# DHS: Expect your computer to be seized without suspicion



## RootbeaR (Dec 9, 2006)

Agents may seize, detain, and/or retain individuals' PCs and media without having reason to suspect that those people or those machines and devices are connected with a crime.


----------



## ozziebeanie (Jun 24, 2009)

Very Interesting, I can understand boarder patrol doing random checks, and to ask you to log your computer on and just take a quick look making sure you don't have bomb recipes or secret squirrel stuff on your computer, that is one thing.

If they do find something that might make them think you are a terrorist, (In my book this would have to be a real good reason they think you are one) then good on them for taking it. But if I was at a boarder and they want to send info to another agency to ask them to check on my info more, one would think they would have to have your permission or a warrant to do that, or at least arrest you then take it anyway.

But why would you have anything to hide? I mean, even if you had pictures you did not want anyone to see, (non terrorist ones) even embarrassing ones, its not anything Agents or other Officers from any authority has not seen before, on the other hand if we are not arrested we do have rights.

● Work order:
In the thread on DHS computer seizures, what does the first post say agents may do without suspecting a link to a crime?

● Information given:

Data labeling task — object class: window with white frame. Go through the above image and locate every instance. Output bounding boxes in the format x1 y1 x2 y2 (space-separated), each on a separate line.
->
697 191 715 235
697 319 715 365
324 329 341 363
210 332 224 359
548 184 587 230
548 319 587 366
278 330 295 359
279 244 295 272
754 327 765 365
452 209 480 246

● Response area:
Agents may seize, detain, and/or retain individuals' PCs and media.